* PROBLEMS TO SOLVE
a) Decide whether each statement agrees with the passage on the university's faculties and programs, answering yes or no and quoting the deciding words of the passage exactly: (i) Postgraduate programs at Suleyman Demirel University are taught in English. (ii) Final year Mathematics students study pedagogical issues at schools and other educational institutions. (iii) Postgraduate training sessions follow a fixed schedule.
b) Carry the passage on the university's faculties and programs further, starting after its final sentence.

Faculty of Law and Social Sciences
In the final year, extra courses are taught by orienting and relocating students into more specific majors, such as civil, state jurisdiction, criminal law, international law, and others. Additionally, law students conduct introductory practical collaborations with law enforcement agencies, since modern lawyer should be able to deal with the flow of changes and working diverse legal issues. These majors can be acquired at this faculty.
 Applied Law
 International law
 History
 International relations
 Journalism

Faculty of Engineering and Natural sciences
The main areas taught at the Faculty of Engineering cover fundamental and advanced knowledge in the development of integrated web applications, algorithms, software designing, database systems, discrete mathematics, logical programming, cryptography, computer networks, computer simulation, and others. Additionally, information architecture, design, and processing in the information systems framework are practiced. Final year students in Mathematics are expected to study specific pedagogical issues at schools and other educational institutions.
 Information Systems
 Computer Systems and Software
 Mathematics (scientific)
 Mathematical and Computer modeling

Postgraduate degree programs
Master’s degree and PhD programs are offered by Suleyman Demirel University. Postgraduate programs are based on international postgraduate programs with instruction in English. Training sessions are usually flexible according to the convenience of students.

* SOURCE DATA

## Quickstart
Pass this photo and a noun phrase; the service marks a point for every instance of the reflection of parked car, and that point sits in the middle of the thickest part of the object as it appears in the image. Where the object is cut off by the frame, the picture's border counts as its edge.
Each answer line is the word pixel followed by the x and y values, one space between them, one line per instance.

* RESPONSES FOR EACH TASK
a)
(i) Yes: "Postgraduate programs are based on international postgraduate programs with instruction in English."
(ii) Yes: "Final year students in Mathematics are expected to study specific pedagogical issues at schools and other educational institutions."
(iii) No: "Training sessions are usually flexible according to the convenience of students."

b)
Master’s degree courses are divided into two directions — scientific-educational and specialized areas — and taught in fourteen fields.
 Economics 
 Financial technology
 Management
 Data Science 
 Financial mathematics
 Computer Systems and Software
 Mathematics
 Mathematics (pedagogy)
 Kazakh Language and Literature
 Foreign Language: Two Foreign Languages
 Public law
 IT law 
 Media studies and journalism 
 Data journalism

PhD programs are offered in five fields:
 Management
 Computer Systems and Software
 Kazakh Language and Literature
 Foreign Language: Two Foreign Languages
 Mathematics (pedagogy)

Tuition fees
SDU provides some successful students with financial support, such as scholarships, discounts, graduate assistantships and on-campus employment opportunities.

International relations/partners

SDU actively participates in education and education projects in global level. These relations focus on development and strengthening the university’s position in the international scene.

SDU established partnership ties with 46 educational institutions, universities and international organizations.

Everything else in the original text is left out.